**Exercise directions**
Copy the listing below word for word, leaving out the picture.

**Supplied material**
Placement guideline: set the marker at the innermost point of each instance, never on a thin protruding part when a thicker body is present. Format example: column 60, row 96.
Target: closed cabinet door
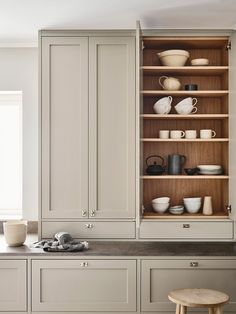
column 83, row 285
column 160, row 277
column 13, row 285
column 64, row 101
column 112, row 127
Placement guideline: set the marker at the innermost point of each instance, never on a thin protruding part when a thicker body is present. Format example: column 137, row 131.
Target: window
column 10, row 155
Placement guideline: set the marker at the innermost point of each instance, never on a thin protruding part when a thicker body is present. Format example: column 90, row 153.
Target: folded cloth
column 62, row 242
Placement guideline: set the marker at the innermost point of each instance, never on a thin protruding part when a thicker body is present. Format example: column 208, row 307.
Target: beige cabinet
column 87, row 127
column 84, row 285
column 159, row 277
column 13, row 285
column 64, row 111
column 112, row 127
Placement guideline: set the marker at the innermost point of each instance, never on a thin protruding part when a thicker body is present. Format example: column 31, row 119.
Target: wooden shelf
column 184, row 140
column 184, row 117
column 185, row 70
column 185, row 177
column 198, row 93
column 153, row 215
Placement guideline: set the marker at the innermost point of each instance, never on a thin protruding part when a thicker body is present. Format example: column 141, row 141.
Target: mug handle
column 170, row 98
column 194, row 110
column 194, row 102
column 165, row 77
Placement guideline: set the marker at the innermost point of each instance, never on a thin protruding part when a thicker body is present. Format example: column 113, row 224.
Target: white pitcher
column 169, row 83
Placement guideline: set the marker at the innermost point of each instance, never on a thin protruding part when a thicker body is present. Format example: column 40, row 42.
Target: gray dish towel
column 62, row 242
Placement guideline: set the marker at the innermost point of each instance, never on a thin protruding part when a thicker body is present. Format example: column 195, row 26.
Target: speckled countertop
column 130, row 249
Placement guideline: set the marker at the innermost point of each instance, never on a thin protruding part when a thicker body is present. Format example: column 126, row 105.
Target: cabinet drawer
column 84, row 285
column 186, row 229
column 13, row 285
column 91, row 229
column 160, row 277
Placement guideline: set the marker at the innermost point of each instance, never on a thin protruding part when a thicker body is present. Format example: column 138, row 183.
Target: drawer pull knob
column 89, row 226
column 193, row 264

**Full answer**
Placement guideline: set the marker at the innermost point of each instance, never on a thin protruding part when a thicker body is present. Format example: column 60, row 96.
Target: closed cabinet door
column 83, row 285
column 160, row 277
column 13, row 285
column 64, row 101
column 112, row 127
Placement guideline: set the marker at the innermost point of each instance, never on a thin protruding part when a thicker body is present. Format example: column 137, row 131.
Target: window
column 10, row 155
Placement guideline: set the marker at the innermost point of each instance, never on a thin protruding part when a thicker body is present. Format example: column 90, row 153.
Target: folded cloth
column 62, row 242
Placement guideline: set the marker at the innermost point of each instance, never on a thin protruding part when a thicker body is present. Format example: column 208, row 307.
Target: beige cabinet
column 87, row 127
column 84, row 285
column 159, row 277
column 13, row 285
column 64, row 111
column 112, row 127
Placement guideline: set the marker at the innermost point of each instance, never on a thin protruding part when a thicker body is present. Format example: column 31, row 119.
Target: wooden shelf
column 184, row 140
column 184, row 117
column 185, row 70
column 185, row 177
column 198, row 93
column 153, row 215
Placement guideline: set the marker at the innermost point of each instance, never on a thin protruding part when a thicker body is present. Format example: column 141, row 141.
Target: mug handle
column 170, row 98
column 194, row 110
column 194, row 102
column 165, row 77
Placement guideline: set the marker at the innermost point of each instance, never on a thin protruding part when a thicker body is present. Format example: column 113, row 224.
Target: white pitcher
column 169, row 83
Placement guideline: set the marker at the innermost point of each instance, never on a thin protruding part when a thicker body is present. Format example: column 40, row 42.
Target: gray dish towel
column 62, row 242
Placement guideline: set the marker at the innermost point of each instance, never on a thin protruding part when a thicker body is present. Format example: column 195, row 26.
Target: speckled countertop
column 130, row 249
Placement guideline: set the marker at the innermost point of each instance, never on a thin protruding part when a thicker body is present. Format example: column 126, row 105.
Target: cabinet drawer
column 84, row 285
column 186, row 229
column 13, row 285
column 91, row 229
column 160, row 277
Placement guideline: set the marker at the innermost point of each instance, never on a thin protruding part when a thicker body is present. Format example: column 138, row 183.
Target: drawer pull knob
column 89, row 226
column 193, row 264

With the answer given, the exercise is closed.